**WRITTEN REQUEST 1:** Count the lines in the rows below that contain the string "jacket", treating uppercase and lowercase as different. Reply with the number only.

Abstract
The semi-nonparametric (SNP) modeling of the return distribution has been proved to be a flexible and accurate methodology for portfolio risk management that allows two-step estimation of the dynamic conditional correlation (DCC) matrix. For this SNP-DCC model, we propose a stepwise procedure to compute pairwise conditional correlations under bivariate marginal SNP distributions, overcoming the curse of dimensionality. The procedure is compared to the assumption of dynamic equicorrelation (DECO), which is a parsimonious model when correlations among the assets are not significantly different but requires joint estimation of the multivariate SNP model. The risk assessment of both methodologies is tested for a portfolio of cryptocurrencies by implementing backtesting techniques and for different risk measures: value-at-risk, expected shortfall and median shortfall. The results support our proposal showing that the SNP-DCC model has better performance for lower confidence levels than the SNP-DECO model and is more appropriate for portfolio diversification purposes.
Highlights
The analysis of portfolio risk requires statistical models and techniques that accurately capture the dependence between prices or returns of individual assets and account for salient characteristics of the individual distributions
Stage 2: Using the standardized variables filtered through the estimates obtained in stage 1, conditional correlations for each pairwise variables are estimated under a bivariate Gram–Charlier density for dynamic conditional correlation (DCC) and with joint estimation for dynamic equicorrelation (DECO)

**GIVEN ENTRIES:**
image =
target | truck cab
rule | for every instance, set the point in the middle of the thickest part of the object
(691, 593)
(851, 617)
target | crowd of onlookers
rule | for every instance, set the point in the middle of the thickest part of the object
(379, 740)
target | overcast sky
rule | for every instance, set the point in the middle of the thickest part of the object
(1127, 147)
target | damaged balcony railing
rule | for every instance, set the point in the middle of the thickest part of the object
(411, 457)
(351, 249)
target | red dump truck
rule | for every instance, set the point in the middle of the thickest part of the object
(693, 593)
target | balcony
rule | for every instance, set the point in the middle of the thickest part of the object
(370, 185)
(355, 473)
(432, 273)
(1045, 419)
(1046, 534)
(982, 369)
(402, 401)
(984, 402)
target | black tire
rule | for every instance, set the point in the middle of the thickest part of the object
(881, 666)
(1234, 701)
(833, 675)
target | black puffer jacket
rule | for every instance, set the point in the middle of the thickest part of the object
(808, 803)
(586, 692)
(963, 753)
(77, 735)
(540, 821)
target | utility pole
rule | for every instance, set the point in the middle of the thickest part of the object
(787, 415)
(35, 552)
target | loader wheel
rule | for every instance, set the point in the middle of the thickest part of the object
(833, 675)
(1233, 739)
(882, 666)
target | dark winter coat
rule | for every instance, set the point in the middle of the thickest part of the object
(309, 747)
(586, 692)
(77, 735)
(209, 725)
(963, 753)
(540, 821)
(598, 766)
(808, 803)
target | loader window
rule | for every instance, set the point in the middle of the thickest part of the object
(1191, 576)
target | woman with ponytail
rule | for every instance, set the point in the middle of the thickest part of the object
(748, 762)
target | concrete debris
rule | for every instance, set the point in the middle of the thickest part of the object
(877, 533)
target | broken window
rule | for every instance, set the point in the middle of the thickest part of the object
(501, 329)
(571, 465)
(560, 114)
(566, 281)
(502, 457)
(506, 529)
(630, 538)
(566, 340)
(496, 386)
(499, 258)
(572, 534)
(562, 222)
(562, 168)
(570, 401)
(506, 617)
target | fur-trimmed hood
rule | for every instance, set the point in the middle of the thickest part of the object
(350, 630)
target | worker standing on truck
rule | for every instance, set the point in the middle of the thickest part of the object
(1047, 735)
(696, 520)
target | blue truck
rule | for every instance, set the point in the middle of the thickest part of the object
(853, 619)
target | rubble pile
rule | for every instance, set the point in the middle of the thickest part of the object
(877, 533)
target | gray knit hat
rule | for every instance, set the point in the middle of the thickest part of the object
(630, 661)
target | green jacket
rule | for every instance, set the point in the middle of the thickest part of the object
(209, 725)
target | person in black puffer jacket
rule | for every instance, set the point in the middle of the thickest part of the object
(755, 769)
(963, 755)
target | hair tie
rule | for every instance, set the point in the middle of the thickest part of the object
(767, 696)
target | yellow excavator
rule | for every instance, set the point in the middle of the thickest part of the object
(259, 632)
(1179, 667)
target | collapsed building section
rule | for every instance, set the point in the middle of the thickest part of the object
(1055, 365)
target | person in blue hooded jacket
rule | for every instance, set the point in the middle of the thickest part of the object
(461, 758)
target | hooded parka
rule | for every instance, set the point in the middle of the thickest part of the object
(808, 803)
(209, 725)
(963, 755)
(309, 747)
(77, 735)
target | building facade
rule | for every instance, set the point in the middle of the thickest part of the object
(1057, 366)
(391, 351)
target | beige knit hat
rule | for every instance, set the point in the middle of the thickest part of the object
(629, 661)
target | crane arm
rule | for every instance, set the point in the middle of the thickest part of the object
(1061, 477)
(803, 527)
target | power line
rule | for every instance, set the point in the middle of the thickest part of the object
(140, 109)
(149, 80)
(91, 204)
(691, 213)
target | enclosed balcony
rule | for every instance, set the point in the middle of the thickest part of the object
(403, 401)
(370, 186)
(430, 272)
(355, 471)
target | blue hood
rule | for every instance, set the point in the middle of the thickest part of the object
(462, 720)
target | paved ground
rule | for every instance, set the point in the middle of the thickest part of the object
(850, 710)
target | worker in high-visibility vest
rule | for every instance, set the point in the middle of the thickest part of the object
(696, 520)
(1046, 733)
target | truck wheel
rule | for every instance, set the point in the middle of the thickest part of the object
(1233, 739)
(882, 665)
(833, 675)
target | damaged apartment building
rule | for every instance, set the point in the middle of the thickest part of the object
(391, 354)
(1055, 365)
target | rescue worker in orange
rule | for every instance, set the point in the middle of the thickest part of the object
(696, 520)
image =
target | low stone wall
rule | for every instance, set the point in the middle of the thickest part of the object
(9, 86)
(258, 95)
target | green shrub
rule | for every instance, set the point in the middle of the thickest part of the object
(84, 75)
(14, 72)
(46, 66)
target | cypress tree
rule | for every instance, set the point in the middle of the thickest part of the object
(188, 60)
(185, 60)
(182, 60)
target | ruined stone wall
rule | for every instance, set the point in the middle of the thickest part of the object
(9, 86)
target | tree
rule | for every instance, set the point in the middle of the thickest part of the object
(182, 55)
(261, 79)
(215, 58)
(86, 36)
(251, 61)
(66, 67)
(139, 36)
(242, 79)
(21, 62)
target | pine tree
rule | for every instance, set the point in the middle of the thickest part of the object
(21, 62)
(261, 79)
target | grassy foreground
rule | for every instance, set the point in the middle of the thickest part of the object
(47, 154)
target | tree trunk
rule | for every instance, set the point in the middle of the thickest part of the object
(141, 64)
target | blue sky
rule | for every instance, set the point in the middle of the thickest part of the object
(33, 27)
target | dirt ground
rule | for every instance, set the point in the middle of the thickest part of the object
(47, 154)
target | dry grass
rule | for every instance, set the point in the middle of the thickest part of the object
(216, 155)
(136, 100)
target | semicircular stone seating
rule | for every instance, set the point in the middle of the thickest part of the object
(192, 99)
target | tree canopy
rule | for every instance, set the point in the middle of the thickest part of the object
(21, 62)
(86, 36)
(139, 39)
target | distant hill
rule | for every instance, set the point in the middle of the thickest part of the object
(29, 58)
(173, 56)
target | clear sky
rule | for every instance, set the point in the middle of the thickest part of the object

**WRITTEN REQUEST 2:** According to the abstract on portfolio risk modeling above, which risk measures are used to test the two methodologies?

**EXPECTED ANSWER 1:** 4

**EXPECTED ANSWER 2:** Value-at-risk, expected shortfall and median shortfall.